→ **EXERCISE INPUTS**:

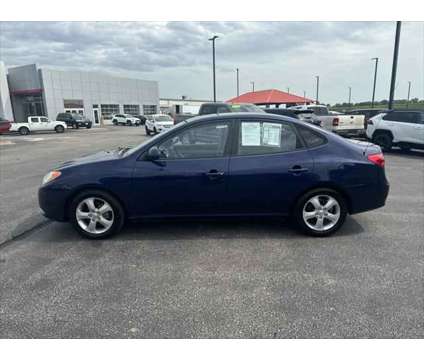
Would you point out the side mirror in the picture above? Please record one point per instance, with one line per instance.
(153, 153)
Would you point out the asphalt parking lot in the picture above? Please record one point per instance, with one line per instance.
(254, 278)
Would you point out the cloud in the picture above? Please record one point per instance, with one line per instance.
(178, 54)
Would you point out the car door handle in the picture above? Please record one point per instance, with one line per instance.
(214, 174)
(297, 169)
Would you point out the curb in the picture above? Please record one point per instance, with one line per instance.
(29, 224)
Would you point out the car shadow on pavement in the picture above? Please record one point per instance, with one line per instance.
(221, 229)
(411, 154)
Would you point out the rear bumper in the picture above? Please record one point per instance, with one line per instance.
(365, 198)
(350, 132)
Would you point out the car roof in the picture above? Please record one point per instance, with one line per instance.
(240, 115)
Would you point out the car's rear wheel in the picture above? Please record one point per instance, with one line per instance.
(59, 129)
(96, 214)
(23, 130)
(383, 139)
(320, 212)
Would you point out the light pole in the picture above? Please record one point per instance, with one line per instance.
(316, 99)
(238, 84)
(375, 81)
(213, 38)
(350, 94)
(394, 66)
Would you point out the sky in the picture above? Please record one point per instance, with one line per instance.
(276, 55)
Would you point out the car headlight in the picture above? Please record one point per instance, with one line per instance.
(51, 176)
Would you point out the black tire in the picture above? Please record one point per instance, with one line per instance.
(298, 212)
(405, 147)
(59, 129)
(118, 219)
(383, 139)
(23, 130)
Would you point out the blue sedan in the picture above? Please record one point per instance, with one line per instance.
(236, 164)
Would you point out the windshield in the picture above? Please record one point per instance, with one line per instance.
(162, 118)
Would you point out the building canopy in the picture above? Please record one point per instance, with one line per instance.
(268, 97)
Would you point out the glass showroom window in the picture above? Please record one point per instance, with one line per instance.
(132, 109)
(108, 110)
(149, 109)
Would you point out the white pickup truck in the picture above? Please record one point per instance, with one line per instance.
(37, 123)
(345, 125)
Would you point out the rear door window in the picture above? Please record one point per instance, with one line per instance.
(311, 138)
(266, 137)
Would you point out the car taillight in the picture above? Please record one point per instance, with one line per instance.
(377, 159)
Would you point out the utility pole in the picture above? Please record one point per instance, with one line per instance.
(238, 84)
(350, 95)
(409, 93)
(394, 66)
(316, 99)
(375, 81)
(213, 38)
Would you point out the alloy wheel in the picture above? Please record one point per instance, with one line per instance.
(94, 215)
(321, 212)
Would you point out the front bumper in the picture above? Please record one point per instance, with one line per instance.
(53, 202)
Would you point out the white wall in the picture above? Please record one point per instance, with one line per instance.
(5, 103)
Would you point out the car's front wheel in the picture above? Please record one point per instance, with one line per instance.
(96, 214)
(320, 212)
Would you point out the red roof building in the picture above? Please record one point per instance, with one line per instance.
(270, 97)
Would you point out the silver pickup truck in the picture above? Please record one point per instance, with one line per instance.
(345, 125)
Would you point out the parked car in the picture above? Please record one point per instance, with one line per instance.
(4, 125)
(403, 128)
(38, 123)
(368, 113)
(157, 123)
(142, 119)
(74, 120)
(303, 115)
(125, 119)
(223, 165)
(344, 125)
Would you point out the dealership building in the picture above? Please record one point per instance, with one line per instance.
(42, 91)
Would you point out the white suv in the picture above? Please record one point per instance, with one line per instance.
(403, 128)
(125, 119)
(157, 123)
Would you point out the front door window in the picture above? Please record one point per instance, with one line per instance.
(198, 142)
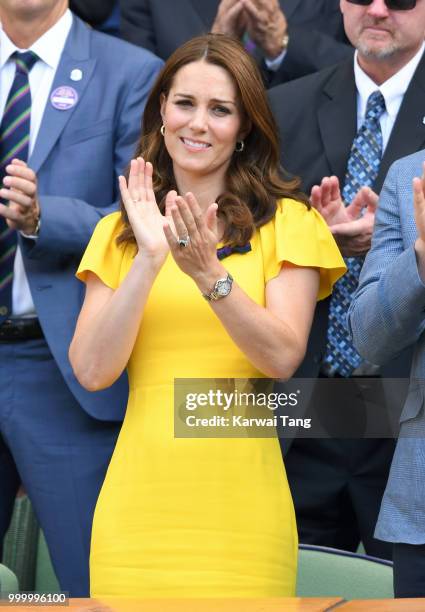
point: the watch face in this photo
(223, 288)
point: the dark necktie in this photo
(14, 142)
(362, 169)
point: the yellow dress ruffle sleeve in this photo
(300, 236)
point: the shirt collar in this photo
(48, 47)
(393, 89)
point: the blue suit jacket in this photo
(78, 156)
(316, 33)
(387, 315)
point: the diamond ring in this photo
(183, 242)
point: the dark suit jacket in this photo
(92, 11)
(316, 33)
(317, 120)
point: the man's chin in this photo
(377, 51)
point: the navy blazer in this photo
(78, 156)
(386, 316)
(316, 33)
(317, 120)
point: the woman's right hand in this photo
(143, 213)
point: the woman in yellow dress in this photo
(211, 270)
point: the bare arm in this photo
(109, 320)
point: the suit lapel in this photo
(290, 6)
(75, 56)
(337, 117)
(408, 134)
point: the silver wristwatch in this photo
(221, 288)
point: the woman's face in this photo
(202, 120)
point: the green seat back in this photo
(328, 572)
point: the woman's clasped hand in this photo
(188, 232)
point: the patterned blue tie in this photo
(14, 142)
(362, 169)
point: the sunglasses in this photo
(393, 5)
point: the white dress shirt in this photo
(49, 49)
(393, 91)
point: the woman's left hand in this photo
(198, 259)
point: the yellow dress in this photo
(180, 517)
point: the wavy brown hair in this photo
(255, 179)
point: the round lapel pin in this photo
(64, 98)
(76, 74)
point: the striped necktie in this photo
(362, 169)
(14, 142)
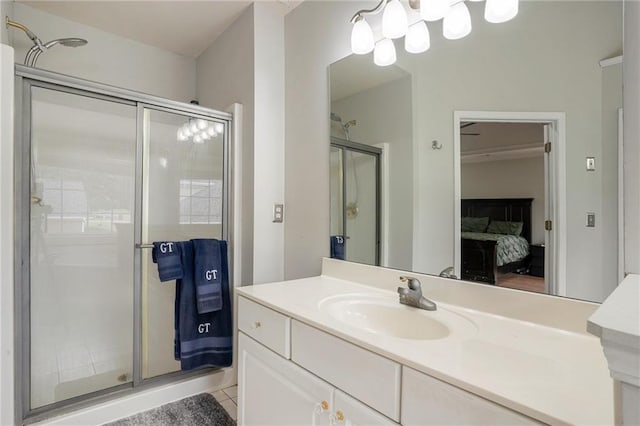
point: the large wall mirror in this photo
(499, 154)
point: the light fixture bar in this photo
(361, 13)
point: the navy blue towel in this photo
(167, 255)
(203, 340)
(208, 275)
(337, 247)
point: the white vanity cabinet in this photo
(295, 374)
(429, 401)
(274, 391)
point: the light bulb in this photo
(432, 10)
(181, 136)
(499, 11)
(201, 124)
(394, 20)
(417, 39)
(384, 53)
(457, 23)
(361, 37)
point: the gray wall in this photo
(632, 135)
(107, 58)
(226, 75)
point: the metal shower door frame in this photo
(346, 145)
(25, 79)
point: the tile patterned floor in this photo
(228, 398)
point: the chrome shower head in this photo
(71, 42)
(39, 47)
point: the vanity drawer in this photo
(429, 401)
(265, 325)
(372, 379)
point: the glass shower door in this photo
(81, 272)
(182, 199)
(355, 201)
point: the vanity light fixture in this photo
(198, 131)
(456, 24)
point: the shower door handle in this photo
(144, 245)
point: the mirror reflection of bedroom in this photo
(503, 207)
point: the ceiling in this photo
(180, 26)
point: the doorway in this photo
(507, 158)
(101, 173)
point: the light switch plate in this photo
(278, 213)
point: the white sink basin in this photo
(386, 316)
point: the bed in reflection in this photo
(496, 236)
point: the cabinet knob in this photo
(321, 407)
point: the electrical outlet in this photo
(278, 213)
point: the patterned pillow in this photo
(474, 224)
(507, 228)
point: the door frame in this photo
(555, 205)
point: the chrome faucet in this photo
(412, 296)
(448, 273)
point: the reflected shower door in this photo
(355, 200)
(182, 198)
(81, 245)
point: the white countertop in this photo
(555, 376)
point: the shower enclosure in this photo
(101, 173)
(355, 200)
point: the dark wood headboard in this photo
(507, 209)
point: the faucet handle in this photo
(412, 283)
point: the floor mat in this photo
(198, 410)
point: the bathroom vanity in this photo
(331, 350)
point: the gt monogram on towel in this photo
(203, 328)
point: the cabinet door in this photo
(274, 391)
(348, 411)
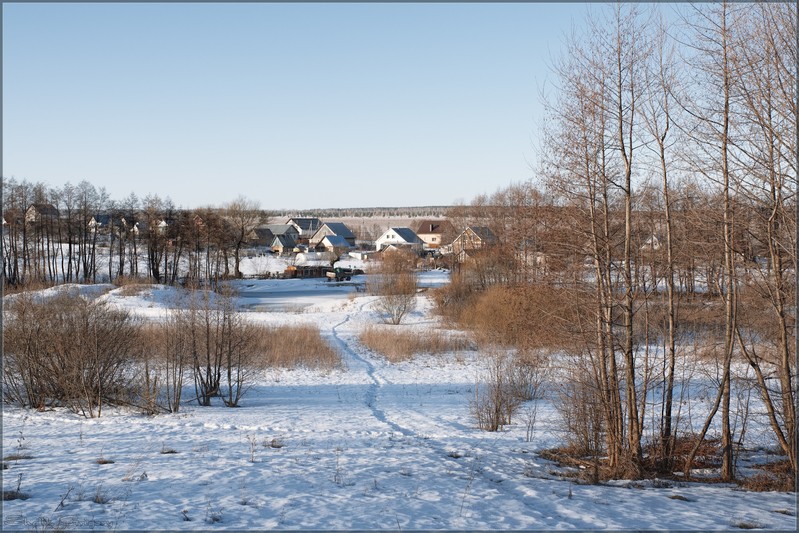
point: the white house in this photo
(399, 237)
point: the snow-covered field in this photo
(370, 446)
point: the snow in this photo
(372, 445)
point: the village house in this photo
(282, 244)
(37, 212)
(471, 239)
(306, 226)
(399, 238)
(334, 243)
(434, 233)
(332, 228)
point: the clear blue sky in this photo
(293, 105)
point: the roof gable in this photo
(339, 228)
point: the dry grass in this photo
(769, 481)
(296, 346)
(398, 345)
(131, 286)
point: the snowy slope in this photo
(370, 446)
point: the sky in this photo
(295, 106)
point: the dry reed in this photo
(398, 345)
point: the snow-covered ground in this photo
(372, 445)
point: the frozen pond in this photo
(294, 294)
(299, 294)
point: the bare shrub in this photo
(397, 346)
(394, 281)
(66, 351)
(509, 381)
(295, 346)
(580, 407)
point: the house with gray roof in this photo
(399, 237)
(332, 228)
(306, 226)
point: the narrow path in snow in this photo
(476, 462)
(356, 363)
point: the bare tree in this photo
(394, 282)
(244, 216)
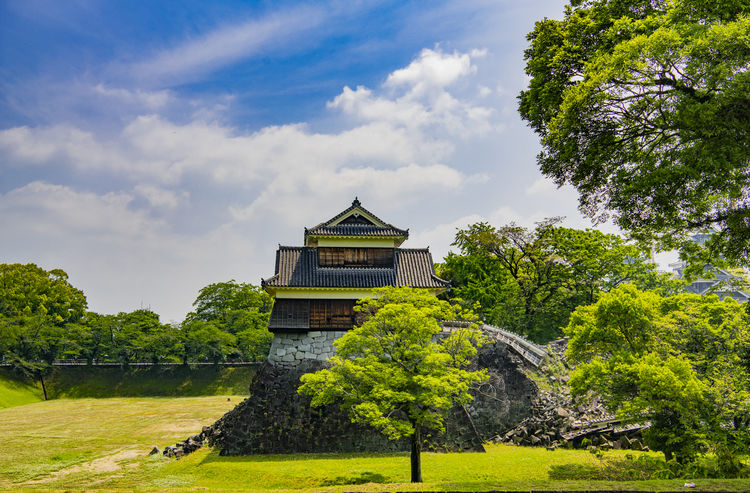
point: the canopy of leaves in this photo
(529, 281)
(396, 372)
(644, 107)
(681, 362)
(28, 290)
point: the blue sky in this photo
(151, 148)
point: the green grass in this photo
(103, 443)
(17, 392)
(172, 381)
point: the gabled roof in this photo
(357, 221)
(298, 267)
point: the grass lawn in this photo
(103, 443)
(17, 392)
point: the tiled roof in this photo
(298, 267)
(327, 228)
(355, 230)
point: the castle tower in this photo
(316, 286)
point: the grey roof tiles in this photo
(298, 267)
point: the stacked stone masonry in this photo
(289, 348)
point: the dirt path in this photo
(109, 463)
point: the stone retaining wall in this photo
(275, 419)
(290, 348)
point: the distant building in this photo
(316, 286)
(717, 281)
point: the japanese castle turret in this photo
(316, 286)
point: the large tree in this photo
(680, 362)
(395, 372)
(644, 107)
(529, 281)
(38, 310)
(240, 309)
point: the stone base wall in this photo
(276, 419)
(290, 348)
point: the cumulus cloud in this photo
(394, 146)
(159, 197)
(433, 68)
(121, 257)
(424, 103)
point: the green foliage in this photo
(204, 341)
(395, 372)
(644, 107)
(43, 319)
(676, 362)
(530, 281)
(241, 310)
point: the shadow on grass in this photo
(214, 456)
(360, 478)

→ **PROBLEM**: Exact copies of the line with "point: the japanese" and of every later line in the entries make up the whole answer.

→ **TASK ANSWER**:
point: the japanese castle turret in this photo
(316, 286)
point: the large tree in this photo
(680, 362)
(395, 372)
(644, 107)
(529, 281)
(38, 310)
(240, 309)
point: the stone base wall in this photo
(276, 419)
(290, 348)
point: the cumulus cloud in this photo
(394, 146)
(159, 197)
(433, 68)
(121, 257)
(424, 103)
point: the green foliage in this photo
(204, 341)
(395, 372)
(644, 107)
(43, 319)
(676, 362)
(530, 281)
(241, 310)
point: the shadow on grass in this photo
(214, 456)
(360, 478)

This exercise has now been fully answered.